◆ **Goal**
The listing below is to be output in its exact form.

Entries from a point annotation set
━━━━━━━━━━━━━━━━

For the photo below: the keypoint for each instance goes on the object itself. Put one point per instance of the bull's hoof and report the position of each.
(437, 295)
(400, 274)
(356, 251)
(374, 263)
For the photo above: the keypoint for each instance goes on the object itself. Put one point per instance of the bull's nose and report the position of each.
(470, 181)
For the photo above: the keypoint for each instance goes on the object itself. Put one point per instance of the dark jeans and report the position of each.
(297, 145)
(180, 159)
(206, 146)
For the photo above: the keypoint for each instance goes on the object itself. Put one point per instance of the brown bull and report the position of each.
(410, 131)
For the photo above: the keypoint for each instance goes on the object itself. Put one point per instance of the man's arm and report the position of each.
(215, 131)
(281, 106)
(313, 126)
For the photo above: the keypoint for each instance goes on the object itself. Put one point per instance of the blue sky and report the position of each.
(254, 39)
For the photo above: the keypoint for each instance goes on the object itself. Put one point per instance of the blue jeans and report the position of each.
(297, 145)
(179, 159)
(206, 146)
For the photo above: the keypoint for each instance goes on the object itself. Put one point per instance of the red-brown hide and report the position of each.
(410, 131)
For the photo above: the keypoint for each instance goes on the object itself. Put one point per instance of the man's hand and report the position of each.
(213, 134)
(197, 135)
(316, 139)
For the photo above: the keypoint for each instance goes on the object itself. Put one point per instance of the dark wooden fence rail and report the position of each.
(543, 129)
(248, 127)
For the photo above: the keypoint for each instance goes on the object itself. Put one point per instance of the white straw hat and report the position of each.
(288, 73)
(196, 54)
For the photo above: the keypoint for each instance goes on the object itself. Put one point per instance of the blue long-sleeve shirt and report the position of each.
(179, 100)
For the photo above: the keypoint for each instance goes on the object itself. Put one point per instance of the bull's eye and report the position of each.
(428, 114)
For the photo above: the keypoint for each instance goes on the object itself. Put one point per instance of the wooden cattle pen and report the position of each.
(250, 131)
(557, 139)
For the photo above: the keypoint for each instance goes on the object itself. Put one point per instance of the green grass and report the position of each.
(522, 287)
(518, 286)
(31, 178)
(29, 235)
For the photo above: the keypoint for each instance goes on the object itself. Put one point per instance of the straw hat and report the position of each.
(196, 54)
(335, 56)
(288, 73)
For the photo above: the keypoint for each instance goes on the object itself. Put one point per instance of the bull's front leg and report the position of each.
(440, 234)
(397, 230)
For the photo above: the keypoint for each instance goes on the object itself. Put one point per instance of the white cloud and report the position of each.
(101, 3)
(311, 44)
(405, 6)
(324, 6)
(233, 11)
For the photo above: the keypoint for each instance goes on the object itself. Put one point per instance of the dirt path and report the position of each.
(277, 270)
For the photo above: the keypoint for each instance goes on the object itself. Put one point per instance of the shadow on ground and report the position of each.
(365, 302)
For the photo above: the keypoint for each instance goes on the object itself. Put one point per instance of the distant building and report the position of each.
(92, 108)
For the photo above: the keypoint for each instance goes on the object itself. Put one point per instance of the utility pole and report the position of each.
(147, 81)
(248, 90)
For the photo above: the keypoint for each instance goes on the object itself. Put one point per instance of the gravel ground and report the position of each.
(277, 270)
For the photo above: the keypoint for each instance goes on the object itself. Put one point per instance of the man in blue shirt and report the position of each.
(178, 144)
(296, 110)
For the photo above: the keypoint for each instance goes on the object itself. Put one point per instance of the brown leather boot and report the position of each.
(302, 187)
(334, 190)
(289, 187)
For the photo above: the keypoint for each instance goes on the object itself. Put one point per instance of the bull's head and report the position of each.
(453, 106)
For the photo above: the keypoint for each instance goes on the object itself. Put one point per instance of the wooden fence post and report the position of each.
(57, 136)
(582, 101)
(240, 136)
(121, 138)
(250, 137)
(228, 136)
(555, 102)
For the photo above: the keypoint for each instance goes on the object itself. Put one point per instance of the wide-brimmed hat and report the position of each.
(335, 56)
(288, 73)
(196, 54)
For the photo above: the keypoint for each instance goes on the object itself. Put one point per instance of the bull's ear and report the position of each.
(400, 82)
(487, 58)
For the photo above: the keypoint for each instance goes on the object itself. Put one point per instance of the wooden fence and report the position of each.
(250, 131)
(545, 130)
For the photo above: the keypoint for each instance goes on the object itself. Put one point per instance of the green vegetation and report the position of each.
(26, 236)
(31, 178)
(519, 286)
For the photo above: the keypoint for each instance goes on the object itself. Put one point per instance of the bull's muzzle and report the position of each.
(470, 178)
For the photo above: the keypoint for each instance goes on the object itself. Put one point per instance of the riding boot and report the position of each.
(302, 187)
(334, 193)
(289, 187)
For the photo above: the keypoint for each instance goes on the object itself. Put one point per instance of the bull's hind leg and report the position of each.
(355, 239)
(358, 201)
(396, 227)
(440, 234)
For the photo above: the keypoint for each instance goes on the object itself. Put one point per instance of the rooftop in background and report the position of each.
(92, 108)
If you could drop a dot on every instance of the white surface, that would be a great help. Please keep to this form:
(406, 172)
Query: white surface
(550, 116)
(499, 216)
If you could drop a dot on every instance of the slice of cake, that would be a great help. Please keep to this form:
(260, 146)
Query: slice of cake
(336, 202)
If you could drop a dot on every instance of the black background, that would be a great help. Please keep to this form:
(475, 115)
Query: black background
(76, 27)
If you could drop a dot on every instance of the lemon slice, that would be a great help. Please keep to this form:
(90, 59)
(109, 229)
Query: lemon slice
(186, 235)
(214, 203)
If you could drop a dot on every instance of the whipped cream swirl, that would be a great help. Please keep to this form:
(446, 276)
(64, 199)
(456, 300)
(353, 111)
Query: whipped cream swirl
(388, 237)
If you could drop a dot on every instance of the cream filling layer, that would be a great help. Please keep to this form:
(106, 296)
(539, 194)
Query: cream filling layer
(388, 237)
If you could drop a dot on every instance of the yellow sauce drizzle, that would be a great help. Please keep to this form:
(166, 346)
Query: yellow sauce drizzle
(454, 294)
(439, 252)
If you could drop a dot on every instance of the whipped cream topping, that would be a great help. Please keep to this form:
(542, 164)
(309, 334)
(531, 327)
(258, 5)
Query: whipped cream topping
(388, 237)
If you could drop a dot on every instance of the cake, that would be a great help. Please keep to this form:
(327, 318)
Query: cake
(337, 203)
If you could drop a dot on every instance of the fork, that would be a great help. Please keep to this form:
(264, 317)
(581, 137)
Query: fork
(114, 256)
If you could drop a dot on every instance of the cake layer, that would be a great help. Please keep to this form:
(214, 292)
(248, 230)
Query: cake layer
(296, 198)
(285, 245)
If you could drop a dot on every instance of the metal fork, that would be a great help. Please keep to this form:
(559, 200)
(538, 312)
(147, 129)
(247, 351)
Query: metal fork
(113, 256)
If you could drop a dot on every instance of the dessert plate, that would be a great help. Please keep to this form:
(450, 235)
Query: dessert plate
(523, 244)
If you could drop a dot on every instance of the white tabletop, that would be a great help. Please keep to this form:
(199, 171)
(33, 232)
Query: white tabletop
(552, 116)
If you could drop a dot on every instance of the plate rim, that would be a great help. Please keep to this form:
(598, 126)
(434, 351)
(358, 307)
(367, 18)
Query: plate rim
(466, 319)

━━━━━━━━━━━━━━━━

◆ **Answer to the task**
For the photo below: the keypoint for each instance goes on the object itself. Put one point per instance of the bull's hoof and report the position of each.
(437, 295)
(400, 274)
(356, 251)
(374, 263)
For the photo above: the keypoint for each instance goes on the object itself. Put one point per instance of the bull's nose and report the position of each.
(470, 181)
For the photo above: the keypoint for each instance goes on the object itself. Put one point per instance of the dark jeans and report the position of each.
(297, 145)
(180, 159)
(206, 146)
For the photo above: the keypoint for each instance goes on the object itself. Put one point per instance of the brown bull and report the position of each.
(410, 131)
For the photo above: the keypoint for each instance goes on the object itself. Put one point per instance of the man's arm and report the position of each.
(215, 131)
(281, 106)
(313, 126)
For the photo above: the keypoint for each instance goes on the object itself. Put one point per instance of the blue sky and report the position of each.
(254, 39)
For the photo above: the keypoint for each instance goes on the object itself. Put one point per instance of the blue jeans and report the position of each.
(297, 145)
(179, 159)
(206, 146)
For the photo above: the keypoint for each instance goes on the object itself. Put one point per instance of the red-brown hide and report the position of each.
(410, 131)
For the photo above: the keypoint for each instance goes on the object itself. Put one point per instance of the man's hand and report the position of each.
(213, 134)
(197, 135)
(316, 139)
For the photo above: the keypoint for each instance goes on the object itself. Put one point per instance of the dark wooden fence rail and report the position of each.
(543, 129)
(248, 127)
For the photo above: the keypoint for each instance goes on the object itself. Put one point per instance of the white straw hat and report the position of each.
(288, 73)
(196, 54)
For the photo above: the keypoint for each instance goes on the object itself. Put one point per instance of the blue long-sleeve shirt and report the position of each.
(179, 100)
For the photo above: the keypoint for each instance goes on the object itself. Put one point per instance of the bull's eye and report the position of each.
(428, 114)
For the photo above: the keypoint for each instance goes on the object itself. Put one point per instance of the wooden cattle pen and report the position of each.
(250, 131)
(557, 139)
For the photo above: the keypoint for each instance goes on the object itself. Put one point per instance of the green grass and report the position of each.
(522, 287)
(518, 286)
(31, 178)
(29, 235)
For the photo above: the keypoint for each instance goes on the object itself. Put one point per instance of the straw hat and report the position of each.
(196, 54)
(335, 56)
(288, 73)
For the photo above: the keypoint for each instance goes on the object itself. Put one point per instance of the bull's front leg and report the position of each.
(440, 234)
(397, 230)
For the photo above: the keypoint for each instance goes on the object itself. Put one point per instance of the white cloud and report the position of each.
(101, 3)
(311, 44)
(405, 6)
(324, 6)
(233, 11)
For the photo above: the keypoint for each instance goes on the object itself. Put one point per instance of the dirt path and report the position of each.
(277, 270)
For the photo above: the keypoint for each instance goes on the object itself. Put one point per instance of the shadow on ground and report the position of each.
(365, 302)
For the photo above: the keypoint for each instance goes on the object itself. Put one point per instance of the distant building and report the position of each.
(92, 108)
For the photo above: the keypoint for each instance goes on the object itself. Put one point per instance of the utility pole and report the position of each.
(147, 81)
(248, 90)
For the photo above: the keypoint for each instance goes on the object itself. Put one point per instance of the gravel ground and report the position of each.
(277, 270)
For the photo above: the keypoint for each instance goes on the object itself. Put one point per instance of the man in blue shirt and report the position of each.
(178, 144)
(296, 110)
For the photo above: the keypoint for each instance goes on the object itself. Put one point per instance of the brown leather boot and report the position of each.
(302, 187)
(334, 190)
(289, 187)
For the photo above: the keypoint for each instance goes on the object itself. Put one point per instance of the bull's head and report the position of each.
(453, 106)
For the photo above: the keypoint for each instance goes on the object itself. Put one point per instance of the wooden fence post and report the position of each.
(57, 136)
(582, 101)
(240, 136)
(121, 138)
(250, 137)
(228, 136)
(555, 102)
For the photo above: the keypoint for each instance goes on the object itself. Put one point per instance of the wide-brimmed hat and report the position of each.
(335, 56)
(288, 73)
(196, 54)
For the photo above: the keypoint for each instance goes on the object itself. Put one point per instance of the bull's ear and report the position of each.
(400, 82)
(487, 58)
For the photo above: the keypoint for each instance goes on the object itself. Put one point per instance of the wooden fence and report the position of each.
(250, 131)
(545, 130)
For the photo above: the keypoint for each instance goes on the object itself. Put one point per instance of the green vegetation and report the position of each.
(26, 236)
(31, 178)
(519, 286)
For the photo above: the keypoint for each instance goes on the object itself. Put one point per instance of the bull's muzzle and report the position of each.
(470, 178)
For the photo above: the keypoint for each instance goes on the object itself. Put one point per instance of the riding boot and report the position of each.
(302, 187)
(334, 193)
(289, 187)
For the photo above: the keypoint for each instance goes on the object itself. Put one point per instance of the bull's hind leg and report the position of each.
(355, 239)
(358, 201)
(396, 227)
(440, 234)
For the photo above: the keypoint for each instance goes on the object itself. Put one point per instance of the rooftop in background and report the position of each.
(92, 108)
If you could drop a dot on every instance of the white surface, that would be a great help. Please keep to this form:
(406, 172)
Query: white surface
(550, 116)
(499, 216)
If you could drop a dot on every instance of the slice of cake, that would be a great help. Please keep to this form:
(260, 146)
Query: slice of cake
(336, 202)
If you could drop a dot on every instance of the black background, that would be a great help. Please keep to this form:
(475, 115)
Query: black background
(76, 27)
If you could drop a dot on every instance of the lemon slice, that would be a great help. Please keep to this form:
(90, 59)
(109, 229)
Query: lemon slice
(186, 235)
(214, 203)
If you could drop a dot on every instance of the whipped cream swirl, that would be a great help. Please keep to this form:
(446, 276)
(64, 199)
(456, 300)
(353, 111)
Query: whipped cream swirl
(388, 237)
If you could drop a dot on every instance of the cream filling layer, that would be a great help. Please keep to this form:
(106, 296)
(539, 194)
Query: cream filling layer
(388, 237)
If you could drop a dot on every instance of the yellow sauce drizzle, that would be a great help. Please keep to this form:
(166, 346)
Query: yellow sauce drizzle
(454, 294)
(439, 252)
If you could drop a dot on every instance of the whipped cream topping, that would be a great help. Please keep to this form:
(542, 164)
(309, 334)
(531, 327)
(258, 5)
Query: whipped cream topping
(388, 237)
If you could drop a dot on every instance of the cake, that would be a great help. Please keep to this form:
(327, 318)
Query: cake
(337, 203)
If you could drop a dot on every instance of the fork, that would be a great help. Please keep to this form:
(264, 317)
(581, 137)
Query: fork
(114, 256)
If you could drop a dot on every instance of the cake layer, that would be a great help. Please keep to this form:
(214, 292)
(248, 230)
Query: cake layer
(296, 198)
(285, 245)
If you could drop a dot on every instance of the metal fork, that would be a great help. Please keep to this form:
(559, 200)
(538, 312)
(147, 129)
(247, 351)
Query: metal fork
(113, 256)
If you could drop a dot on every instance of the dessert plate, that would be a great help. Please keep to this form:
(450, 235)
Query: dessert plate
(523, 244)
If you could drop a dot on every instance of the white tabletop, that would be a great help. Please keep to this form:
(199, 171)
(33, 232)
Query: white tabletop
(552, 116)
If you could drop a dot on every instance of the plate rim, that would be a great help. Please keep to this form:
(598, 126)
(434, 351)
(358, 307)
(367, 18)
Query: plate rim
(466, 319)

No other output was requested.